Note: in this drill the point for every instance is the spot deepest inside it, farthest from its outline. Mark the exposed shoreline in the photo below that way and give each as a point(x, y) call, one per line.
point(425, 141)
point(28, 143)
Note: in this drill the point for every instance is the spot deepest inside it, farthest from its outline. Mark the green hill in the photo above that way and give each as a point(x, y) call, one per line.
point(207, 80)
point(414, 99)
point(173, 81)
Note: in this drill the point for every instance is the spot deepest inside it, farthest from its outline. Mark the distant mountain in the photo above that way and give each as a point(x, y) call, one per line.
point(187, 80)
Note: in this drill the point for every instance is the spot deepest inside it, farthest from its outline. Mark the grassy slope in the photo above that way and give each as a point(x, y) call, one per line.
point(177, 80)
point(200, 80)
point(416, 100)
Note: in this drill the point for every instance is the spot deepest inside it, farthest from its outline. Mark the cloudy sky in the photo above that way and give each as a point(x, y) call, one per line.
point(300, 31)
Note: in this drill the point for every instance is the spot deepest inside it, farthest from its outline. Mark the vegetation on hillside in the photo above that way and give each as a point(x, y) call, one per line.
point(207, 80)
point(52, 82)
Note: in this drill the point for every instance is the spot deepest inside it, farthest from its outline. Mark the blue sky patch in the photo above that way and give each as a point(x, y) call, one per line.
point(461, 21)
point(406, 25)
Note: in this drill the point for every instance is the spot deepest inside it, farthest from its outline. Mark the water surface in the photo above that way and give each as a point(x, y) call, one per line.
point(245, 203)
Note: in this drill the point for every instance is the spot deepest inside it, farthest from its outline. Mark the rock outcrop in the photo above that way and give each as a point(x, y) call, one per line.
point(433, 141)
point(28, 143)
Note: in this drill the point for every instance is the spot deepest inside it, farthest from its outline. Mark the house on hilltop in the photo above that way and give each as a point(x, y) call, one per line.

····················

What you are asked to do
The whole listing above, line by line, is to be retyped exactly.

Expected output
Note: in this drill the point for every instance is the spot deepest inside it, farthest from its outline. Mark the exposed shoreline in the photo below that way and give each as a point(x, y) call, one per line.
point(425, 141)
point(28, 143)
Note: in this drill the point for every instance is the spot deepest inside it, farthest from its outline. Mark the green hill in the photo above that way and give each as a point(x, y) call, one per line.
point(207, 80)
point(414, 99)
point(173, 81)
Note: in this drill the point for every instance is the spot deepest inside it, farthest from its outline. Mark the distant mountain in the photo above that way and give each as a point(x, y) call, one per line.
point(187, 80)
Note: in this drill the point for every instance is the spot deepest inside it, farthest from its outline. Mark the grassy slope in the photo above that way and give each as a point(x, y) call, one per line.
point(177, 80)
point(200, 80)
point(416, 100)
Note: in this drill the point for every instance is the spot deepest inside it, farthest from its outline. Mark the cloudy sky in the photo above that way and give each as a point(x, y) call, one per line.
point(300, 31)
Note: in this drill the point for every instance is the spot deepest inside it, farthest from its outline. Mark the vegetation on hillside in the photo above that way and give each as a point(x, y) call, one per line.
point(207, 80)
point(52, 82)
Note: in this drill the point for every instance is the spot deepest inside it, farthest from its outline. Mark the blue sky patch in the photo above that way and give each as a point(x, y) call, one per line.
point(461, 21)
point(406, 25)
Note: in this drill the point for every instance is the spot deepest inside it, farthest from its outline. Mark the water surface in the photo above that way and give each as a point(x, y) call, one per line.
point(245, 203)
Note: in this drill the point for every instance is the spot deepest inside it, farthest from its outline. Mark the rock outcrop in the photo above that way and give each as a point(x, y) call, one per line.
point(433, 141)
point(28, 143)
Note: in this drill the point for every instance is the spot deepest inside it, farthest from its outline. Mark the house on hilltop in the photo above that way and give each as a point(x, y) call, one per line.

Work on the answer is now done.